WHAT THE EXERCISE ASKS => Reproduce without alteration the lines of the listing below, starting with the line that contains "outline --target=black shorts" and ending after the line that contains "246), (242, 246)]".

RECORDS FOR THIS TASK =>
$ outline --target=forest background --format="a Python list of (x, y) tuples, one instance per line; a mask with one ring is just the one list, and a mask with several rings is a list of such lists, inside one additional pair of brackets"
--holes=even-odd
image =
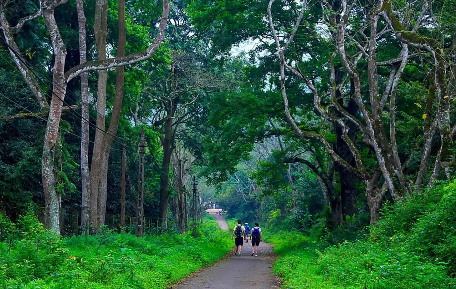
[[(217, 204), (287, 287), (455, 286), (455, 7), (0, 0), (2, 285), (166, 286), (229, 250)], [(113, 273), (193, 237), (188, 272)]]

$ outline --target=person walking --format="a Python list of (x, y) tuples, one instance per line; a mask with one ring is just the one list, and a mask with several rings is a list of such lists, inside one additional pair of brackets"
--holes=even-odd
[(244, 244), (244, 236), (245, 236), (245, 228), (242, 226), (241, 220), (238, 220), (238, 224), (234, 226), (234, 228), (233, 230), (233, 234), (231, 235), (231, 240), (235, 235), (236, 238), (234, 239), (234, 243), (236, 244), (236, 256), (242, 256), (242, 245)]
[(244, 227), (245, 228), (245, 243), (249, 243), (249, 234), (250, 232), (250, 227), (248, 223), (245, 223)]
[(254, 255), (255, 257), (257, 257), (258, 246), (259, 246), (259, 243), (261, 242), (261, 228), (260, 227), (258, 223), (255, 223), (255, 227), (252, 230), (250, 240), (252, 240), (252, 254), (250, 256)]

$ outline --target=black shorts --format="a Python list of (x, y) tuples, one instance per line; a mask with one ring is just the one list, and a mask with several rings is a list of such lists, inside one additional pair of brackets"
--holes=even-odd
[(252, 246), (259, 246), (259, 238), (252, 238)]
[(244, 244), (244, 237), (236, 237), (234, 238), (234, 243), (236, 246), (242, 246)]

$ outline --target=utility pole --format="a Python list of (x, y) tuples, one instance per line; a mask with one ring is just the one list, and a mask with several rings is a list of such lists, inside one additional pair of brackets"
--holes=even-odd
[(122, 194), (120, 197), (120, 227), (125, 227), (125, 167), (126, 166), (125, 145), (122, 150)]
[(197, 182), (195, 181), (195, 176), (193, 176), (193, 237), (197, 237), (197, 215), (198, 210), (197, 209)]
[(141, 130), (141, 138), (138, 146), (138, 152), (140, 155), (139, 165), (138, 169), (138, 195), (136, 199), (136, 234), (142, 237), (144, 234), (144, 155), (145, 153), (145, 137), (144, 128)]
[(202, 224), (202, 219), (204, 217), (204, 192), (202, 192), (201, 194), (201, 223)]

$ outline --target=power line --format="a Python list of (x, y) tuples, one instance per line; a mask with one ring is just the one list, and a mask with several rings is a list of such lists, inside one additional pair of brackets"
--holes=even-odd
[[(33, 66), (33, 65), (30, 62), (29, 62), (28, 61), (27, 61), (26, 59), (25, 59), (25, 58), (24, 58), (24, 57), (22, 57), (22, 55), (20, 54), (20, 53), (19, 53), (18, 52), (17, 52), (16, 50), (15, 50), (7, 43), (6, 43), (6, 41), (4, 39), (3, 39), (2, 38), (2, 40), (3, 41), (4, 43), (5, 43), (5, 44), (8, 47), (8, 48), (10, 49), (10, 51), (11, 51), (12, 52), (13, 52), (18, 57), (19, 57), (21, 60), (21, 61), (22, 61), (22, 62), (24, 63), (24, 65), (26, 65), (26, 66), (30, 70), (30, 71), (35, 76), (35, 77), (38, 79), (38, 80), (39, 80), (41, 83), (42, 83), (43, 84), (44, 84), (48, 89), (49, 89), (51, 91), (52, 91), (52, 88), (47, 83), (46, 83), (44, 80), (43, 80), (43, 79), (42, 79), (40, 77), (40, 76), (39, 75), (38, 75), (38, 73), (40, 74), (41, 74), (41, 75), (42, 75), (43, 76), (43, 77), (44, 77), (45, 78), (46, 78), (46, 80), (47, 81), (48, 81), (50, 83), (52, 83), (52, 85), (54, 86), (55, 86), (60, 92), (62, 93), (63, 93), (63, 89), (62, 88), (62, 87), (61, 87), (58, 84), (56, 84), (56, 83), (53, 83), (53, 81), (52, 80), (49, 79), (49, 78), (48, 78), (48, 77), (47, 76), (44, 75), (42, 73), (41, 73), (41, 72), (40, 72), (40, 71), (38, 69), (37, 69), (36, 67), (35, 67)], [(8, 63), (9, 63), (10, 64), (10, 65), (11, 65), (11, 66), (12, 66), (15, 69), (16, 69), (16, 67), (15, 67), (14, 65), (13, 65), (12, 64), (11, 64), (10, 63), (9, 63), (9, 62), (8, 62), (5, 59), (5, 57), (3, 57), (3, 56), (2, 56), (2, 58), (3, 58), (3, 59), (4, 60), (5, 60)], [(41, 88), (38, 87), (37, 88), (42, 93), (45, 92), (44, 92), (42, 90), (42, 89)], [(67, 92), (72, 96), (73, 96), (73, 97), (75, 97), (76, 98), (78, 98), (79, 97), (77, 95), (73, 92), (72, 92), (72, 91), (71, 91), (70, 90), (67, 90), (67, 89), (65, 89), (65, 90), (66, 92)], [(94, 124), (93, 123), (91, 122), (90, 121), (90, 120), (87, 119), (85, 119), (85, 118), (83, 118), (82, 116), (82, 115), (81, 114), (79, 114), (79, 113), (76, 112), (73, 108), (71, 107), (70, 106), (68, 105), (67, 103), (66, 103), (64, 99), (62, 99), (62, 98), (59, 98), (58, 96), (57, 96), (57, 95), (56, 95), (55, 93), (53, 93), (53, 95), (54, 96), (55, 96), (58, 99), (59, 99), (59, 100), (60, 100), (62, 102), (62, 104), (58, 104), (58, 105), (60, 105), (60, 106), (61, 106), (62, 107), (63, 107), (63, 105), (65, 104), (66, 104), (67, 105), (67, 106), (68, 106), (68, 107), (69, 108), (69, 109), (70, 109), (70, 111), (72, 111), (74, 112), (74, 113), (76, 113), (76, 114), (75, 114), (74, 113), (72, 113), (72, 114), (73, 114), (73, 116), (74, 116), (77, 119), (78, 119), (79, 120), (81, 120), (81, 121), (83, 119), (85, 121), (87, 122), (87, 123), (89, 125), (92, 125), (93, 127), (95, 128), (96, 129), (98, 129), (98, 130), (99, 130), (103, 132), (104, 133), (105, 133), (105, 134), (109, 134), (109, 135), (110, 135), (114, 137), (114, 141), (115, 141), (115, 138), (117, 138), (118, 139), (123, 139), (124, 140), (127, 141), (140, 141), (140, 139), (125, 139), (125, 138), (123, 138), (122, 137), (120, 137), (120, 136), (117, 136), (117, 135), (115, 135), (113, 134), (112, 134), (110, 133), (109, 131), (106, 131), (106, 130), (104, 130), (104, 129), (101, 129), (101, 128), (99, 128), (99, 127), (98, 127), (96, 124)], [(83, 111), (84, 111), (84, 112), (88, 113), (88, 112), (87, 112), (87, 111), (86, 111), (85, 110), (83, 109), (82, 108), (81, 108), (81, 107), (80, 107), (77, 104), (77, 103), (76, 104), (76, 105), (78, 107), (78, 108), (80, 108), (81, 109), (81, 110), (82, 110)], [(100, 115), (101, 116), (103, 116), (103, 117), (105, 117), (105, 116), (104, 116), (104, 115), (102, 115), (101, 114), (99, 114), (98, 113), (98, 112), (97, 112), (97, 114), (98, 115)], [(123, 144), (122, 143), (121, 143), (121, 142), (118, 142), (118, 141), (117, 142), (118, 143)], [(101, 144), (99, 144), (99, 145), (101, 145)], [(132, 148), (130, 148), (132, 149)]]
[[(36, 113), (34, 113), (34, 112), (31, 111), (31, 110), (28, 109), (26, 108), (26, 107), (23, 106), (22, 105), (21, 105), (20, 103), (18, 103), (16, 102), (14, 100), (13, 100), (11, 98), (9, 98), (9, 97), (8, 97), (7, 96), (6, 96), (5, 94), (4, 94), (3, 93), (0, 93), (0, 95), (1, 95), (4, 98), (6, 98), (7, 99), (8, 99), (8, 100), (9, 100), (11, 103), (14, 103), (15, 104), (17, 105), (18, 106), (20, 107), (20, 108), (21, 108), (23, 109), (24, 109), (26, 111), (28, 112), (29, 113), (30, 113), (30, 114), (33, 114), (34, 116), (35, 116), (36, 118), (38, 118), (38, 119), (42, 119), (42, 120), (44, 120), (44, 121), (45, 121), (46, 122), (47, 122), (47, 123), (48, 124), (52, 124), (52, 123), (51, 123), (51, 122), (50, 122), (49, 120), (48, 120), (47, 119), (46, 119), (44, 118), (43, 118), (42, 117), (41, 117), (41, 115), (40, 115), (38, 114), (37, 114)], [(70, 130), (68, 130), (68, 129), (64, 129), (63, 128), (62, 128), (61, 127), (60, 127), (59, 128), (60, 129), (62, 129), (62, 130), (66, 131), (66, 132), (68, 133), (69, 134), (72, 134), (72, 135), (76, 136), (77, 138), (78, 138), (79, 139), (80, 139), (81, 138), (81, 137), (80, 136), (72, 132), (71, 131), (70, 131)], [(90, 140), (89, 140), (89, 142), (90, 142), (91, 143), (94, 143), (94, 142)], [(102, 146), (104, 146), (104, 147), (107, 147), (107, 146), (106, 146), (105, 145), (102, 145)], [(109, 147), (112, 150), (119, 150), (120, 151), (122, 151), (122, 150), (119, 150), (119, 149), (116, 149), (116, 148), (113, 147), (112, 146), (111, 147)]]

FINISHED ANSWER =>
$ outline --target=black shorts --format="a Python list of (x, y) tuples, one instance per line; a mask with one ring is just the one list, and a mask with several rings is a list of such lists, inside one additional pair of brackets"
--holes=even-odd
[(252, 246), (259, 246), (259, 238), (252, 238)]
[(244, 244), (244, 237), (236, 237), (234, 238), (234, 243), (236, 246), (242, 246)]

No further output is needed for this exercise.